* DOCUMENT EXCERPT
Chrostowski’s post as Commencement Speaker was intentional and especially relevant, as WRA continues plans for its Center for Food Innovation, Sustainability and Service (CFISS). The CFISS, a legacy project of the WRA Bicentennial, will be the first of its kind in the country at a high school, touching all corners of campus and curriculum, and bolstered by a prestigious leadership grant received earlier this year from the Edward E. Ford Foundation. 

Chrostowski was refreshingly sincere and candid, sharing scenes from his earlier years that provided him with important insights and a path forward, such as his experience serving time and the opportunity he received to change course and help make a difference for others.

“You never know what life's gonna throw at you,” he said. “Down the road, you might find yourself in a tight spot. Don't let it define you, but let it rather give you a perspective that you can use to help others that maybe couldn't get out of that same spot. I would also really highly recommend not being a jerk when you graduate.”

* REQUIRED ACTION
Write out, word for word, the stretch of the commencement passage from "Chrostowski’s post as" through "E. Ford Foundation.".

* EXTRACTED ENTRIES
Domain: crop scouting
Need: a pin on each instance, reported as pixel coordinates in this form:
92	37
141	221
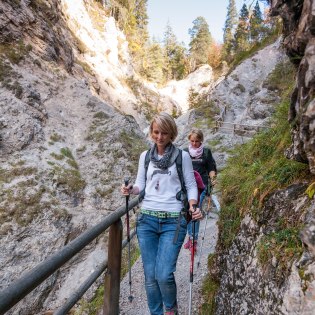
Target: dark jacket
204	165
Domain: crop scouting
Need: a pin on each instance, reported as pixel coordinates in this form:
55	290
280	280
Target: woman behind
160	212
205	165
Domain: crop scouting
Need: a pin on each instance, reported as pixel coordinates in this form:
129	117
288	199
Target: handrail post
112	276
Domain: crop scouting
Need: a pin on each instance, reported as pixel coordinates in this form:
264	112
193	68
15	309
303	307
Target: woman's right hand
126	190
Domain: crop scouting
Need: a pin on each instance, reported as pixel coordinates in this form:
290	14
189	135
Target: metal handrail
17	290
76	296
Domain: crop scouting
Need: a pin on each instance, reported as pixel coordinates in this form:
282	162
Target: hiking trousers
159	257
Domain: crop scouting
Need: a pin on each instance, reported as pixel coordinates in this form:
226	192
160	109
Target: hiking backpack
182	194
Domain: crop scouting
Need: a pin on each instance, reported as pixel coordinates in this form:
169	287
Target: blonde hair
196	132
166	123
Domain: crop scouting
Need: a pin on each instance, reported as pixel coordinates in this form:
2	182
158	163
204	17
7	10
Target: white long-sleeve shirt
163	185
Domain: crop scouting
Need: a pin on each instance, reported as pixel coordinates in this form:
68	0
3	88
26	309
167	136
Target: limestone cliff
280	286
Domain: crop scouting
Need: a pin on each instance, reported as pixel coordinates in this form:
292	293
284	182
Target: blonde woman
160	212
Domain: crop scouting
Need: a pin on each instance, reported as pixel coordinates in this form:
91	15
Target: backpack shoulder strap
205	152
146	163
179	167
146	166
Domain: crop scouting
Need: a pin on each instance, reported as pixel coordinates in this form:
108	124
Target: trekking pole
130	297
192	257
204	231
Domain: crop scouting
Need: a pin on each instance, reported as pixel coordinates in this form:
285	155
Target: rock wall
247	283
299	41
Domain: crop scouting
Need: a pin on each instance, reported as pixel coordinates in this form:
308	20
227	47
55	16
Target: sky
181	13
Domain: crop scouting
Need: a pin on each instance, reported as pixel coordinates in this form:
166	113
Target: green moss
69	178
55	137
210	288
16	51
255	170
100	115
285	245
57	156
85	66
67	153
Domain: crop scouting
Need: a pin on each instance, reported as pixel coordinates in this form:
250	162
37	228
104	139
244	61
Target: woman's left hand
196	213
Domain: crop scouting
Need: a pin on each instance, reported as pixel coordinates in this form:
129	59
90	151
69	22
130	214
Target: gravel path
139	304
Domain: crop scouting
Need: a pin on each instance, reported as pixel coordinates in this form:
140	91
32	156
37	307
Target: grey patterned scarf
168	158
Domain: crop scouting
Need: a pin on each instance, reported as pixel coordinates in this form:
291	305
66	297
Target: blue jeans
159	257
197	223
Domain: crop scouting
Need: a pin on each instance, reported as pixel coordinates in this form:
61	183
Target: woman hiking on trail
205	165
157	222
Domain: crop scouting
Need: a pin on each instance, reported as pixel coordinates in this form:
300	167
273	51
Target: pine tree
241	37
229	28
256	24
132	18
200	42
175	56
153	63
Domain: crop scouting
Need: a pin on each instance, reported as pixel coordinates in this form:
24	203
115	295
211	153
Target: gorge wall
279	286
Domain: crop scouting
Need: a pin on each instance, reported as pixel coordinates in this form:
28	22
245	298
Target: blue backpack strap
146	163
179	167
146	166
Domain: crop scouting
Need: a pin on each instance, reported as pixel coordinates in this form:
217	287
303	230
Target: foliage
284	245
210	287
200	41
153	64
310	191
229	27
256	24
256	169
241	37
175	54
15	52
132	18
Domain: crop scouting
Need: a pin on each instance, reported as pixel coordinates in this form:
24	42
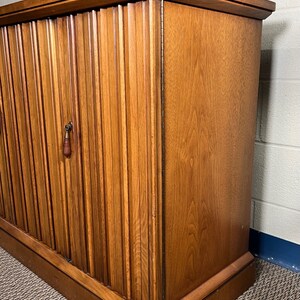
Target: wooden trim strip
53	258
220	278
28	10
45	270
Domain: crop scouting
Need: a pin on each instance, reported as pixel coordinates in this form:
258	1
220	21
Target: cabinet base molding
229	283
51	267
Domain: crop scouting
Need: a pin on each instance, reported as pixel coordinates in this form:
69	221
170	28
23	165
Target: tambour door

* WORKED SOLUTION
Chrostowski’s post as Commencement Speaker was intentional and especially relevant, as WRA continues plans for its Center for Food Innovation, Sustainability and Service (CFISS). The CFISS, a legacy project of the WRA Bicentennial, will be the first of its kind in the country at a high school, touching all corners of campus and curriculum, and bolstered by a prestigious leadership grant received earlier this year from the Edward E. Ford Foundation.